Rows of box annotation data:
════════════════════

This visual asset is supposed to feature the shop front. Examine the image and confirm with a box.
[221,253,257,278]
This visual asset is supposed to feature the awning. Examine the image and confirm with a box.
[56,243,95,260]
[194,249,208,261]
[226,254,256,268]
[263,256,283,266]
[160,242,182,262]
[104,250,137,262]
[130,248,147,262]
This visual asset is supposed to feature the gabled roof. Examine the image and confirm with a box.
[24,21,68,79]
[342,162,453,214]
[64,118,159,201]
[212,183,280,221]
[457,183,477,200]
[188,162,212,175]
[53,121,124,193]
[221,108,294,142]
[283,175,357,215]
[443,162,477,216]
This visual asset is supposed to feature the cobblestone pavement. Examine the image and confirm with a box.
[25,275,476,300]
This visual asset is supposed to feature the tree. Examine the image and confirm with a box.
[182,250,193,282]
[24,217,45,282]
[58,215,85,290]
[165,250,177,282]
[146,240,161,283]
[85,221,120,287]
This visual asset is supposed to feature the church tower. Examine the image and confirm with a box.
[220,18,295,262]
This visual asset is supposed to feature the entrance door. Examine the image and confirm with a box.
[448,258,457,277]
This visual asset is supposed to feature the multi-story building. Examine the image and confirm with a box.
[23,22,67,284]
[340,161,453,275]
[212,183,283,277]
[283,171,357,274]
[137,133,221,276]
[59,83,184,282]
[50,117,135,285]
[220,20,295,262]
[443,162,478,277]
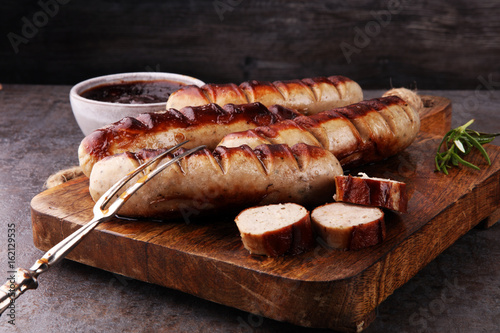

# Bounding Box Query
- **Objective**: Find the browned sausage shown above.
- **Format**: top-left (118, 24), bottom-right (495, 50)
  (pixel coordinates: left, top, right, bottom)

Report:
top-left (219, 96), bottom-right (420, 166)
top-left (167, 76), bottom-right (363, 114)
top-left (90, 143), bottom-right (343, 218)
top-left (78, 103), bottom-right (300, 176)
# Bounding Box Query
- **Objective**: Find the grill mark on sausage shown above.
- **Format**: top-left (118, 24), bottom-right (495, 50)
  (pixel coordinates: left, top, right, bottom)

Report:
top-left (221, 96), bottom-right (416, 166)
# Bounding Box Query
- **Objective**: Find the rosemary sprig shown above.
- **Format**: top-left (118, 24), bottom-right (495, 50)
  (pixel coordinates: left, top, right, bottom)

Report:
top-left (435, 119), bottom-right (500, 175)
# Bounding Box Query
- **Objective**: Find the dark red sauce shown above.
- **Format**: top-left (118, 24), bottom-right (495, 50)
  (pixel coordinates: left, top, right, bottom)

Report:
top-left (80, 80), bottom-right (184, 104)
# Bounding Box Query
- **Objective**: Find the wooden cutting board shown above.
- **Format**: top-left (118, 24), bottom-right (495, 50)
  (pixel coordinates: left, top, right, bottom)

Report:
top-left (31, 96), bottom-right (500, 331)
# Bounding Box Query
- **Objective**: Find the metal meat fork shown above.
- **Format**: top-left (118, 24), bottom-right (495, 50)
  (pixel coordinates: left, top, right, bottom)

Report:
top-left (0, 141), bottom-right (205, 316)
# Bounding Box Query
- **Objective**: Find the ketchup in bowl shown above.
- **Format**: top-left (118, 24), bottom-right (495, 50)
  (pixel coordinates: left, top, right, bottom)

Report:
top-left (80, 80), bottom-right (185, 104)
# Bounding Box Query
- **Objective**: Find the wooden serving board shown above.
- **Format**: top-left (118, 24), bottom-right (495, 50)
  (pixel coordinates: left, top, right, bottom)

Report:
top-left (31, 96), bottom-right (500, 331)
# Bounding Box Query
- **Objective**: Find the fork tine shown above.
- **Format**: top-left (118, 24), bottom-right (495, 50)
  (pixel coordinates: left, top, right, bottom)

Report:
top-left (106, 145), bottom-right (206, 215)
top-left (96, 140), bottom-right (188, 210)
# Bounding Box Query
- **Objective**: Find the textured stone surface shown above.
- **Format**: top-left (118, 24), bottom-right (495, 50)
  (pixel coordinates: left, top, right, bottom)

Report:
top-left (0, 84), bottom-right (500, 333)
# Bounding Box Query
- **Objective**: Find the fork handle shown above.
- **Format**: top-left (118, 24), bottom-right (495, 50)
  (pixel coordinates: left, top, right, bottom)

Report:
top-left (0, 268), bottom-right (38, 316)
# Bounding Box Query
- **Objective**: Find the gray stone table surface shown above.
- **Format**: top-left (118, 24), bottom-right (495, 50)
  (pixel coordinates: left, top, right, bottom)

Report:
top-left (0, 84), bottom-right (500, 333)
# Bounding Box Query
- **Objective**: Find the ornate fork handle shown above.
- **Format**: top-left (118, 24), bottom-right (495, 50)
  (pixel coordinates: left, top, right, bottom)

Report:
top-left (0, 141), bottom-right (205, 316)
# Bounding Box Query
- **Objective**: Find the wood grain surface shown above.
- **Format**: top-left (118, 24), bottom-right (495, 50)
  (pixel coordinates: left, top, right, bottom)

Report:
top-left (31, 97), bottom-right (500, 331)
top-left (0, 0), bottom-right (500, 91)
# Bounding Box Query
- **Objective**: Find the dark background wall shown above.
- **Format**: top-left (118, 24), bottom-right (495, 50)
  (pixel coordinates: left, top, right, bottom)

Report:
top-left (0, 0), bottom-right (500, 89)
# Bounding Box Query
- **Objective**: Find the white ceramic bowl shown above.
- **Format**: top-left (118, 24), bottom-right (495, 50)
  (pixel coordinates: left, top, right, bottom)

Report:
top-left (69, 72), bottom-right (204, 135)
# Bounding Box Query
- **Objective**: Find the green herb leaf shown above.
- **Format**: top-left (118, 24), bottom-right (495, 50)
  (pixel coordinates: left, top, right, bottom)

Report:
top-left (434, 119), bottom-right (500, 175)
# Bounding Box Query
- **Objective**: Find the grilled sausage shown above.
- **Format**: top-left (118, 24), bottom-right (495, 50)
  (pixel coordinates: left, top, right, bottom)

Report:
top-left (219, 96), bottom-right (420, 166)
top-left (334, 173), bottom-right (408, 213)
top-left (78, 103), bottom-right (300, 176)
top-left (167, 76), bottom-right (363, 115)
top-left (90, 143), bottom-right (343, 218)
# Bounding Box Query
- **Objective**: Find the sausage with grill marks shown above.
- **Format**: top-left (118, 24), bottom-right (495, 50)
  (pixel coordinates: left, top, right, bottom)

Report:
top-left (90, 143), bottom-right (343, 218)
top-left (78, 103), bottom-right (300, 176)
top-left (167, 75), bottom-right (363, 115)
top-left (219, 96), bottom-right (420, 166)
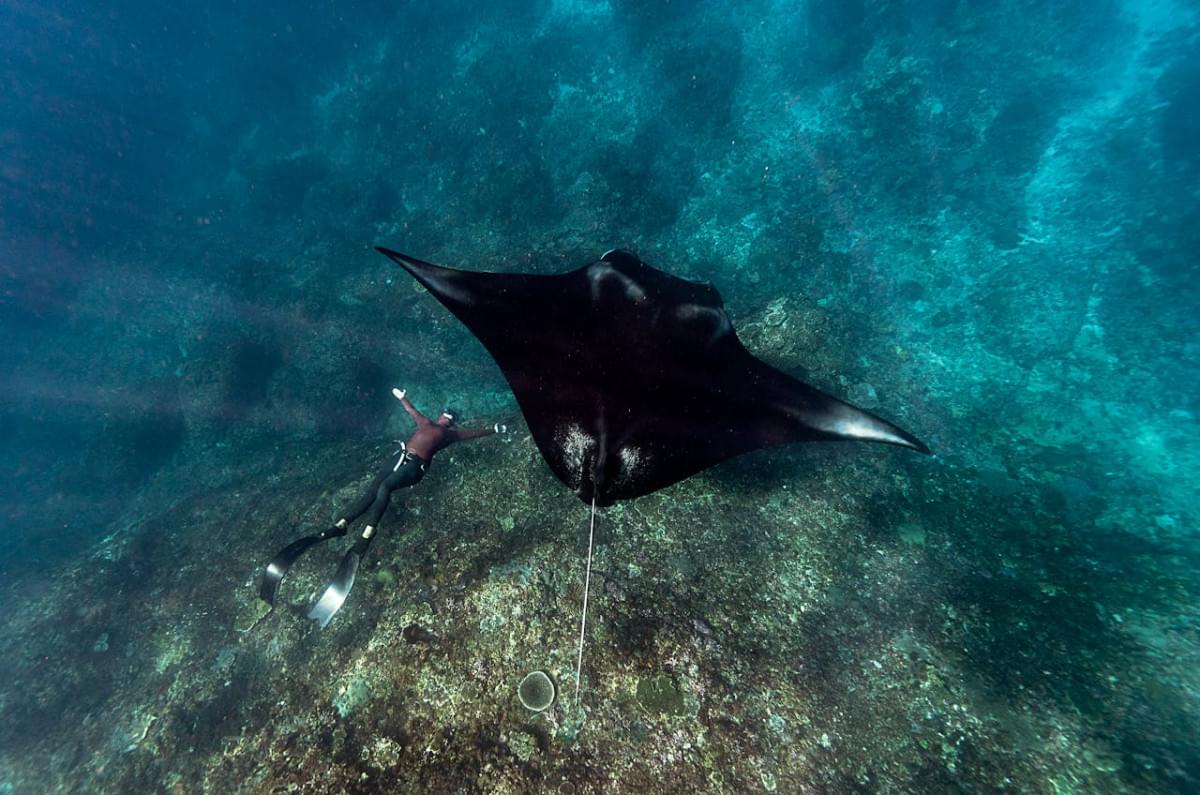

════════════════════

= AIM OF THE EXERCISE =
Rewrite the records from the start through the line containing "[85,221,120,287]", inclusive, keeping the requests unchanged. Shift every bounding-box coordinate in the answers by -37.

= WRITTEN SOLUTION =
This visual asset is supposed to feature the shop front. Examine the image and confirm with a box.
[184,216,220,241]
This visual asset is supposed to feature the awning. Examine the image and confirm with a box.
[19,206,58,223]
[157,212,171,224]
[189,217,219,231]
[226,219,246,229]
[123,205,145,225]
[67,213,100,225]
[93,211,110,225]
This visual asset is supposed to feature the gabled roof. Examine the image and confirm with a box.
[-13,-16,31,42]
[305,125,416,177]
[27,81,122,164]
[175,146,243,184]
[420,146,440,163]
[151,125,175,138]
[16,84,87,156]
[184,71,257,105]
[246,138,320,178]
[406,125,440,179]
This visual asset is supposed to feature the cobblestone pavement. Examine the image and confirm with a box.
[-12,238,439,263]
This visual asset is supposed to feature the tree. Examine the image and confirm with a box.
[145,213,156,245]
[-13,180,8,245]
[21,178,48,253]
[128,213,140,245]
[109,203,124,246]
[48,184,83,250]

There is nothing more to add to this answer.